Preguntas a responder:
1: Enumera todas las personas que aparecen con nombre y apellido en el texto sobre las inundaciones en La Fortuna.
2: Duplica sin cambios el fragmento del texto sobre las inundaciones en La Fortuna que va desde "En casas de" hasta "las lluvias torrenciales.", ambos incluidos.

Agricultores caminan con el lodo hasta las rodillas tratando de rescatar algo de sus cosechas de plátano, mientras niños juguetean en estas aguas marrones y contaminadas: La Fortuna lleva dos semanas inundado tras las lluvias torrenciales que azotaron al país.
Este pequeño asentamiento agrícola, ubicado en una vasta región de tierras fértiles del estado Zulia, fue arrasado por la furia del río Chama, que nace en los Andes venezolanos, en medio de una inusual temporada de lluvias que afectó a unas 54.000 personas en todo el país.
Mervin Urdaneta, de 55 años de edad, muestra las lesiones de sus pies, inflamados y llenos de hongos por tantos días en el agua. Sentado en el borde de la calle frente a su casa piensa en cómo recoger la cosecha.
«No puedo sacar los plátanos porque no puedo con el dolor en los pies, y la mujer mía está peor, no puedo ni caminar», cuenta afligido a la AFP.
Las inundaciones se repiten tras años de intervención a los cauces de los ríos, sembrando en las márgenes de protección, abriendo cauces para riego. La imagen de pueblos cubiertos de agua es recurrente en la última década.
Hace apenas seis meses se inundó La Fortuna; hace cuatro años también; y otra vez ahora está anegada desde hace un par de semanas, tras lluvias 65% más intensas que en períodos anteriores, según las autoridades.
En el vecino estado Mérida, al menos 20 personas murieron en otra región agrícola arrasada por un deslave.
Refugiada en la iglesia, a Yorlenis Cadena, se le eriza la piel de solo pensar en una eventual desaparición de La Fortuna por las lluvias. Ya eso ocurrió hace unos 70 años con un pueblo vecino llamado Garcita que quedó cubierto por el lodo.
«La pregunta que todos nos hacemos es para dónde nos vamos a ir», sostiene esta madre de 31 años de edad.
«Olvidados»
Las aguas contaminadas de los sanitarios se mezclan con las del río. Y ese sonido que crea el choque de la corriente con las viviendas asusta a los lugareños, que intentan sacar el agua con motobombas y escobas, bajo la mirada de perros famélicos que caminan desorientados entre los charcos.
Un hombre barre sin parar la laguna estancada en su casa, pero es inútil. Su madre, sobreviviente de covid-19, lo mira sentada con los pies encogidos para no tocar el agua.
En casas de La Fortuna como la de Nila Sánchez, las pertenencias están montadas encima de mesas y cajones de plástico después de las lluvias torrenciales.
«Siempre nos han tenido olvidados, esta vez solo han venido a traer bolsas de comida porque están en campaña», comenta.
En una vivienda donde las aguas del río sobrepasan la altura de los inodoros, dos niños ven televisión encima de sus camas. Sus padres son conscientes de los peligros de la electricidad, pero dicen que es la única forma de entretenerlos.
Con botas de caucho, Gira Hernández, de 68 años, camina entre la corriente, inquieta por sus perros y sus animales de granja. «Las gallinas las tengo en los árboles, no las podemos bajar, no comen, se nos van a morir de hambre, esto es un desastre».

Datos de entrada:
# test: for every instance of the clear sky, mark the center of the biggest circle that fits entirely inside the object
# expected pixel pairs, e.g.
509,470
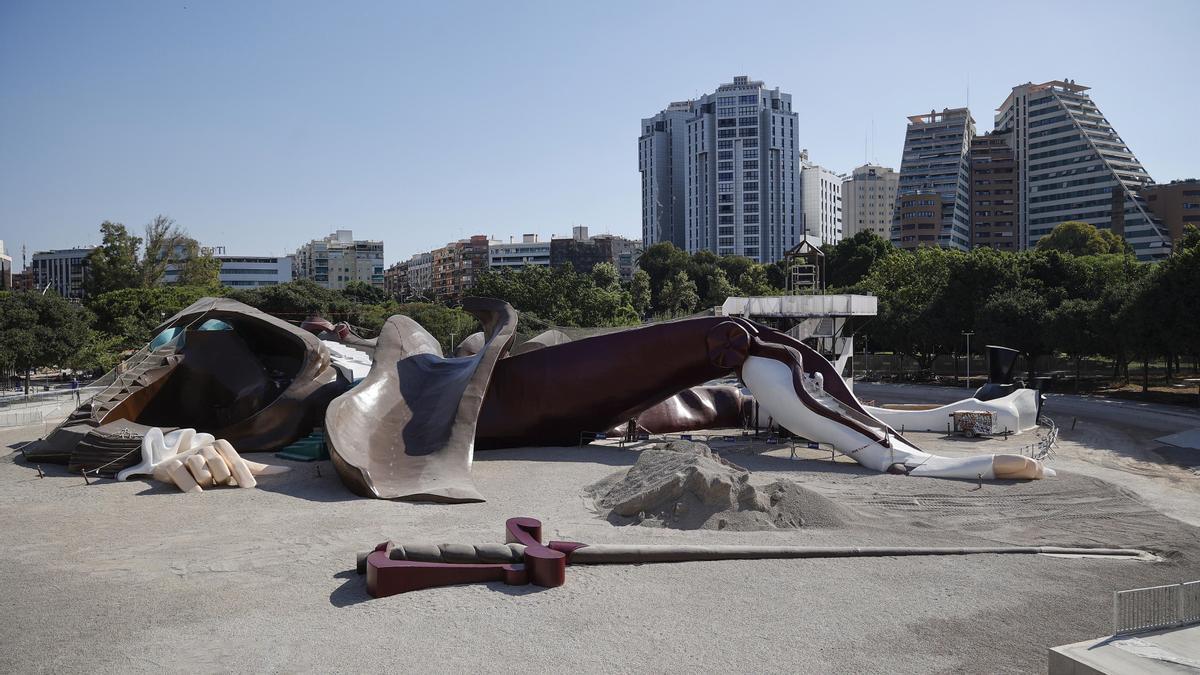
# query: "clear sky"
262,125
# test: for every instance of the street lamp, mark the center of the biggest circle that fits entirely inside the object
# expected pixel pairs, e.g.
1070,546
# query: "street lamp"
969,334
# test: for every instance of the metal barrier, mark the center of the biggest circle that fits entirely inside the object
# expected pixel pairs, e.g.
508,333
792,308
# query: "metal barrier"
1156,608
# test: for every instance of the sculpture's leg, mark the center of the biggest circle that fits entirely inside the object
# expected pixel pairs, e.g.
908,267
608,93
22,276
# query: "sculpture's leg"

Soluciones por tarea:
1: Mervin Urdaneta, Yorlenis Cadena, Nila Sánchez, Gira Hernández

2:
En casas de La Fortuna como la de Nila Sánchez, las pertenencias están montadas encima de mesas y cajones de plástico después de las lluvias torrenciales.